— Begin SOURCE PASSAGE —

Refer to the Release Notes document in subsequent releases for more information.
ROCm Math and Communication Libraries
In this release, ROCm Math and Communication Libraries consist of the following enhancements and fixes:
New rocWMMA for Matrix Multiplication and Accumulation Operations Acceleration
This release introduces a new ROCm C++ library for accelerating mixed precision matrix multiplication and accumulation (MFMA) operations leveraging specialized GPU matrix cores. rocWMMA provides a C++ API to facilitate breaking down matrix multiply accumulate problems into fragments and using them in block-wise operations that are distributed in parallel across GPU wavefronts. The API is a header library of GPU device code, meaning matrix core acceleration may be compiled directly into your kernel device code. This can benefit from compiler optimization in the generation of kernel assembly and does not incur additional overhead costs of linking to external runtime libraries or having to launch separate kernels.
rocWMMA is released as a header library and includes test and sample projects to validate and illustrate example usages of the C++ API. GEMM matrix multiplication is used as primary validation given the heavy precedent for the library. However, the usage portfolio is growing significantly and demonstrates different ways rocWMMA may be consumed.

— End SOURCE PASSAGE —
— Begin GIVEN ENTRIES —

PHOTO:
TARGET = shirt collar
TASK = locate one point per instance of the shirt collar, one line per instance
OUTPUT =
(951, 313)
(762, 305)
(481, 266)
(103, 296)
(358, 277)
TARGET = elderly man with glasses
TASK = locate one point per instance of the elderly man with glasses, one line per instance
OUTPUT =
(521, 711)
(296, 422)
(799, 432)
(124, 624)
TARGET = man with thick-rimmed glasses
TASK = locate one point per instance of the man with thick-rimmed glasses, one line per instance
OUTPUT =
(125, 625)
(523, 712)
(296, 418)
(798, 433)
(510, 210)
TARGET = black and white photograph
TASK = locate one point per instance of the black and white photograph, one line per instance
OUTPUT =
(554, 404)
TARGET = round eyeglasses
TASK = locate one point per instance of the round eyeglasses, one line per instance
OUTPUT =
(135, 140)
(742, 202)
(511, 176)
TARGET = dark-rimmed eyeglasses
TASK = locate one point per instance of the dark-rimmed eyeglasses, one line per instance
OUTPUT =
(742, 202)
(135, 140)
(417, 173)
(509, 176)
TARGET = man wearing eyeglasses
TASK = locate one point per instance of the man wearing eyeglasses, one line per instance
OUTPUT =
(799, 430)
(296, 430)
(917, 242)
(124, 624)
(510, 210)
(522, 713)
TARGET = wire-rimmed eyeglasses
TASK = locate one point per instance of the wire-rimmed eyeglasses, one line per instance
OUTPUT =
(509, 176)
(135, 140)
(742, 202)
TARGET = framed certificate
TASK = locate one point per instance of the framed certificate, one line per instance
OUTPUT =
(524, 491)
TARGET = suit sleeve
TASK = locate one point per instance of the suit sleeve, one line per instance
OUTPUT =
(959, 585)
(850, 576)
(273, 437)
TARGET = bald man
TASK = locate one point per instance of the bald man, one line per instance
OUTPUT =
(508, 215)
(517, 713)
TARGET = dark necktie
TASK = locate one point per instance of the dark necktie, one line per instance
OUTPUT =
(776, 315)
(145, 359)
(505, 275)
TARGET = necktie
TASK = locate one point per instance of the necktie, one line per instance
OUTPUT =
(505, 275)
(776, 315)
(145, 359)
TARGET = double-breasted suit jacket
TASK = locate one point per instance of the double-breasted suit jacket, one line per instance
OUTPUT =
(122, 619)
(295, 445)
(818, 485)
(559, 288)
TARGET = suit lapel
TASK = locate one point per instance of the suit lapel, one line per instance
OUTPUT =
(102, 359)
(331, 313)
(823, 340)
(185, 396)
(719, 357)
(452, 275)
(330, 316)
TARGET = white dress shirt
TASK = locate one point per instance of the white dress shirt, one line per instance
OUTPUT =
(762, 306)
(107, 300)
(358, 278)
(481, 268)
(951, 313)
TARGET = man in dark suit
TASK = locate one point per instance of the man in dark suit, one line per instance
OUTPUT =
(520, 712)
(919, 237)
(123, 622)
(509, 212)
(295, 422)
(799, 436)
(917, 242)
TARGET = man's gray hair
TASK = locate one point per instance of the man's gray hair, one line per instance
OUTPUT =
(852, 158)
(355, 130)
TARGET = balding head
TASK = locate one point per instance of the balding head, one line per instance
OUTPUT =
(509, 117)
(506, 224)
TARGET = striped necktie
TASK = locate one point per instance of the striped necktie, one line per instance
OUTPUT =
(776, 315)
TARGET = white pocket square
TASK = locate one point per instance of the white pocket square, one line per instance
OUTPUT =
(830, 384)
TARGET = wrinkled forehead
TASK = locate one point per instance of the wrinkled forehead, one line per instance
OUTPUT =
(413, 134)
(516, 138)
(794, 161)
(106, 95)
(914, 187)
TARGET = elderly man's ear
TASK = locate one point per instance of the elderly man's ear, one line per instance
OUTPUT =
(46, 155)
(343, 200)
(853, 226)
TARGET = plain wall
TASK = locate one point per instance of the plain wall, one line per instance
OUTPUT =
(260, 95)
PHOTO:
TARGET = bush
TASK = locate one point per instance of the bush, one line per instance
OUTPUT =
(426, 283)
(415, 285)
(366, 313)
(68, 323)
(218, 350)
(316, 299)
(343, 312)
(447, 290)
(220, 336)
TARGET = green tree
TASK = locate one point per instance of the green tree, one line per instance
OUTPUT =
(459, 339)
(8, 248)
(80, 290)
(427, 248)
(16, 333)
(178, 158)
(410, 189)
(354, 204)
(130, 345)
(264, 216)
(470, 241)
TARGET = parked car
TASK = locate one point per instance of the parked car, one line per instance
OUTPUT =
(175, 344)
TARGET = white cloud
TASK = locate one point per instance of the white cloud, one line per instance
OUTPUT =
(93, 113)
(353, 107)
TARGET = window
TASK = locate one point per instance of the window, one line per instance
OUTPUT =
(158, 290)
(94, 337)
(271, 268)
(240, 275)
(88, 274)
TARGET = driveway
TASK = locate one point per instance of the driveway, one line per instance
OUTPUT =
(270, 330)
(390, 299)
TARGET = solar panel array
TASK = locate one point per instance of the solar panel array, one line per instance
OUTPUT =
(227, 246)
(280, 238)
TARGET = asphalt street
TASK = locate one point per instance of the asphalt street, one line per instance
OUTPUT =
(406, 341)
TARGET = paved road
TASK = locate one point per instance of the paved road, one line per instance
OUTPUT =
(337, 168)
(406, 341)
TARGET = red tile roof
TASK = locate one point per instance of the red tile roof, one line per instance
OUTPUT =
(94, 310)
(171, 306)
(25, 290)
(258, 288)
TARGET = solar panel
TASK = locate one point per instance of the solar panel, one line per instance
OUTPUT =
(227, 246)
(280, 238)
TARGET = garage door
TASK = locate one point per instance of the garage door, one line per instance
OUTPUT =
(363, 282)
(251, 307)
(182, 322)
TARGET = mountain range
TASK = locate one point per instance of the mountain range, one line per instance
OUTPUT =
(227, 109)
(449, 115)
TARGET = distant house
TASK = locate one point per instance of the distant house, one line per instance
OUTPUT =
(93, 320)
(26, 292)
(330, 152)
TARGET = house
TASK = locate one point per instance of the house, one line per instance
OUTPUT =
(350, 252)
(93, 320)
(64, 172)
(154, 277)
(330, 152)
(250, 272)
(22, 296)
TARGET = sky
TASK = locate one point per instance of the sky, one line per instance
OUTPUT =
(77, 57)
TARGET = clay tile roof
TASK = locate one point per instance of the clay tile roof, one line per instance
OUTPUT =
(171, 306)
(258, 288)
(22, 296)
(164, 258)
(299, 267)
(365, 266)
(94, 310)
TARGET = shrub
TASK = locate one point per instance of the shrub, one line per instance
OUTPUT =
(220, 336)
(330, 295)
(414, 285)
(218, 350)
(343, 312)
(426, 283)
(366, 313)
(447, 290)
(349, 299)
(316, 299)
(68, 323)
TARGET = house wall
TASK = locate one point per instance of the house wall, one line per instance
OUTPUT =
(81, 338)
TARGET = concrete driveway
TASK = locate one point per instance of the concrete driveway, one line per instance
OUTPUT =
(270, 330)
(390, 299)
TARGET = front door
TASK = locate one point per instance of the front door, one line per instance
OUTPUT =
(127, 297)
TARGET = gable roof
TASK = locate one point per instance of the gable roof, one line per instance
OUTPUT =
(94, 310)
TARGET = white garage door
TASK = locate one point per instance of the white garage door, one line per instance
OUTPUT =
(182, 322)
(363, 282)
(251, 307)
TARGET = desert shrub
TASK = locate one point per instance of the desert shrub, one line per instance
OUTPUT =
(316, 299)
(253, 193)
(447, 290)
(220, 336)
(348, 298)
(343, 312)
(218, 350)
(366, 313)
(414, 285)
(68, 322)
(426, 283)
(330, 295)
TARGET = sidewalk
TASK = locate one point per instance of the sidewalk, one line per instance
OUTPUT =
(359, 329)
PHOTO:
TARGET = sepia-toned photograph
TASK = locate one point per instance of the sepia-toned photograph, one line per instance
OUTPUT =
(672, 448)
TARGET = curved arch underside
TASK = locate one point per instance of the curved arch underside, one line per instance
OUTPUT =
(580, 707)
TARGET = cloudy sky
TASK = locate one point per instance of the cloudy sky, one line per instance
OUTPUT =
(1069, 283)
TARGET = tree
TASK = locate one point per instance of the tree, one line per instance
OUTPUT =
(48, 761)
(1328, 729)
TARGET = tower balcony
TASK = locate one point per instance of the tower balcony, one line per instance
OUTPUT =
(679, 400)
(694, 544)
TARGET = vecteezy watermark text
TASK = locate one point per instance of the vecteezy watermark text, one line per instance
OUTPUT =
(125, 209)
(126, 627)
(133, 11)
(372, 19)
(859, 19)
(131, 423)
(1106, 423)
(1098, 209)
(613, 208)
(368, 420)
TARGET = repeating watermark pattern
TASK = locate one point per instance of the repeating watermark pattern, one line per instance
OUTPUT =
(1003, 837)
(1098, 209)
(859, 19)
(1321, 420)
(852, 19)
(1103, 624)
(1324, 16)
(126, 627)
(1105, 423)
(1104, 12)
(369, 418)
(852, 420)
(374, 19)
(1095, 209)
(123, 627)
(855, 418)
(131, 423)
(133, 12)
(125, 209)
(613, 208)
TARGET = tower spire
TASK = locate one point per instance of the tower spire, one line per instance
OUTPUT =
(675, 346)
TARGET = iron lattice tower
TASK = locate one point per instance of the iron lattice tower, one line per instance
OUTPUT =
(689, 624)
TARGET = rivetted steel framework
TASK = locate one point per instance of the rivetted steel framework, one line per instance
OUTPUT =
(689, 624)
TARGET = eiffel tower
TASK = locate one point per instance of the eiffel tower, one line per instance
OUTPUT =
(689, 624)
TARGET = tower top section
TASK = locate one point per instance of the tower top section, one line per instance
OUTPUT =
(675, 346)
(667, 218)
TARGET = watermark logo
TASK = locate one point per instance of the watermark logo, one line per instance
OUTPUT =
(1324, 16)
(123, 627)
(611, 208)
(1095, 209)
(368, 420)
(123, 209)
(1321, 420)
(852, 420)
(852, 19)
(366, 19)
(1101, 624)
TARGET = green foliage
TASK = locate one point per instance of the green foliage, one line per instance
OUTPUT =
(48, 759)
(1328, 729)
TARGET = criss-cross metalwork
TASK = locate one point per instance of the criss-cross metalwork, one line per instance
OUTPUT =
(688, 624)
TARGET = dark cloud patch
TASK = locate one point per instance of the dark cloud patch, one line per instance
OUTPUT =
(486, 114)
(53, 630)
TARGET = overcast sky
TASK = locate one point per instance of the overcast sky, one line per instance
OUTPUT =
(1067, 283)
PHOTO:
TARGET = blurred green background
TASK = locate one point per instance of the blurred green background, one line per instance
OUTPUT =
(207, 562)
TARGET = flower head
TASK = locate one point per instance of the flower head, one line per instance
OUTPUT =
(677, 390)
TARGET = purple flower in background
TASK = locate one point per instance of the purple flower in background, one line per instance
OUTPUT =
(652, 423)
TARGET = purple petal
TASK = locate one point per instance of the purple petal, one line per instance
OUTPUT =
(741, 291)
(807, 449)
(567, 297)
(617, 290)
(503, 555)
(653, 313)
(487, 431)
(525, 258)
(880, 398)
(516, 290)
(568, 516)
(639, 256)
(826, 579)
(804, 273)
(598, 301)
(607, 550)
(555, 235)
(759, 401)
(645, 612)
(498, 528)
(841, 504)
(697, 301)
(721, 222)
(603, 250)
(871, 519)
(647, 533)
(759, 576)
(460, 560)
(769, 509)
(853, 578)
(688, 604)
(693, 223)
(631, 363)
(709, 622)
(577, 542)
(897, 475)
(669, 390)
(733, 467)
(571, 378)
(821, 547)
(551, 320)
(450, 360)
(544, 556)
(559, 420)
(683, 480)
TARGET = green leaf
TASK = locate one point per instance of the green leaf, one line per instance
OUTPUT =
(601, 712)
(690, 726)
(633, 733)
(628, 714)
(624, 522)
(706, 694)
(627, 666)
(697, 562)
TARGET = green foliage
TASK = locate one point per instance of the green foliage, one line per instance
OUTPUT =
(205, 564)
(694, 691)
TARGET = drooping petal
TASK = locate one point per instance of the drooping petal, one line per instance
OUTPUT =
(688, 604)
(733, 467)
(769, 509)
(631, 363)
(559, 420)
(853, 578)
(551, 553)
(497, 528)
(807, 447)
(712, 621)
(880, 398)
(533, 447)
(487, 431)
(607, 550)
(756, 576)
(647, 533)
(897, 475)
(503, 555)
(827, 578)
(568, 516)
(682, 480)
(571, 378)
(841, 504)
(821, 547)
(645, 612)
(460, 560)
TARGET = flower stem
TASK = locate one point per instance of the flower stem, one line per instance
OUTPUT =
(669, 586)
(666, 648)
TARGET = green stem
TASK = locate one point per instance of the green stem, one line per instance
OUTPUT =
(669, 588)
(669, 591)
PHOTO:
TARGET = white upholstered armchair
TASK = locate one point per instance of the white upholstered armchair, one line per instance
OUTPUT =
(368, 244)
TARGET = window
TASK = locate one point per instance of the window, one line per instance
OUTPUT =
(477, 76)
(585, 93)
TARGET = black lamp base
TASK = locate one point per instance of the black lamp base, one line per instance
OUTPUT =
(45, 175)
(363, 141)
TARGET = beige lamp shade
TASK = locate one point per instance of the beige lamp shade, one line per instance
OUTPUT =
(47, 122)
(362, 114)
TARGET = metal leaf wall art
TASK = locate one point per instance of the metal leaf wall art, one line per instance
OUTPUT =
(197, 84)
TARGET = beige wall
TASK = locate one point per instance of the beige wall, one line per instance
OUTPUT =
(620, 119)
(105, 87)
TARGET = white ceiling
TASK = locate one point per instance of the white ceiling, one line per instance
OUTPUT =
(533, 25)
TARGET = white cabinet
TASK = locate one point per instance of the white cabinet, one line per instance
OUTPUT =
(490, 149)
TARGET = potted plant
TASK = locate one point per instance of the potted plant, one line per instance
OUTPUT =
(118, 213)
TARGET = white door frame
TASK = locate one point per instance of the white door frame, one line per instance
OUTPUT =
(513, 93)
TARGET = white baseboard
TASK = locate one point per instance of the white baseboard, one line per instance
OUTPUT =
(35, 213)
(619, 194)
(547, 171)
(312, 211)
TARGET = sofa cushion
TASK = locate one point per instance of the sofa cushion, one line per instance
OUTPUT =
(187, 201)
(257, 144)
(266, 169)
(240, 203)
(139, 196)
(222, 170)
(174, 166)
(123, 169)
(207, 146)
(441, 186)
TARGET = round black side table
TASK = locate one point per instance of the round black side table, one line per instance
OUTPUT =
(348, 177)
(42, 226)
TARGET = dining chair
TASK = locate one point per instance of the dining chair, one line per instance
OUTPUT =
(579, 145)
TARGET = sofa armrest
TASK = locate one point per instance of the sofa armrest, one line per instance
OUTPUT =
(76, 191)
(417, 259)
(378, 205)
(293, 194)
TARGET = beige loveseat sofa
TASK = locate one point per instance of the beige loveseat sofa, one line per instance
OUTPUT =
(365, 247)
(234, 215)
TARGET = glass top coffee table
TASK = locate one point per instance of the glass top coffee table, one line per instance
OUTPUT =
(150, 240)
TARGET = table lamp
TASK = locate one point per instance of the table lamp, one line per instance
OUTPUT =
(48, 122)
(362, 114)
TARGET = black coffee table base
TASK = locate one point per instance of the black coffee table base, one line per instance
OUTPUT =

— End GIVEN ENTRIES —

■ **TASKS FOR THIS EXERCISE**
a – Collect every line of the entries that contains the string "iron", matching case exactly.
b – Write the next part of the ROCm release notes passage, starting after its last sentence.
The ROCm release notes passage and the entries have no connection to each other.

■ **RESULTS OF THE EXERCISE**
a –
TARGET = iron lattice tower
TASK = locate one point per instance of the iron lattice tower, one line per instance

b –
For more information, refer to <https://docs.amd.com/category/libraries>.
#### OpenMP Enhancements in This Release
##### OMPT Target Support
The OpenMP runtime in ROCm implements a subset of the OMPT device APIs, as described in the OpenMP specification document. These are APIs that allow first-party tools to examine the profile and traces for kernels that execute on a device. A tool may register callbacks for data transfer and kernel dispatch entry points. A tool may use APIs to start and stop tracing for device-related activities such as data transfer and kernel dispatch timings and associated metadata. If device tracing is enabled, trace records for device activities are collected during program execution and returned to the tool using the APIs described in the specification.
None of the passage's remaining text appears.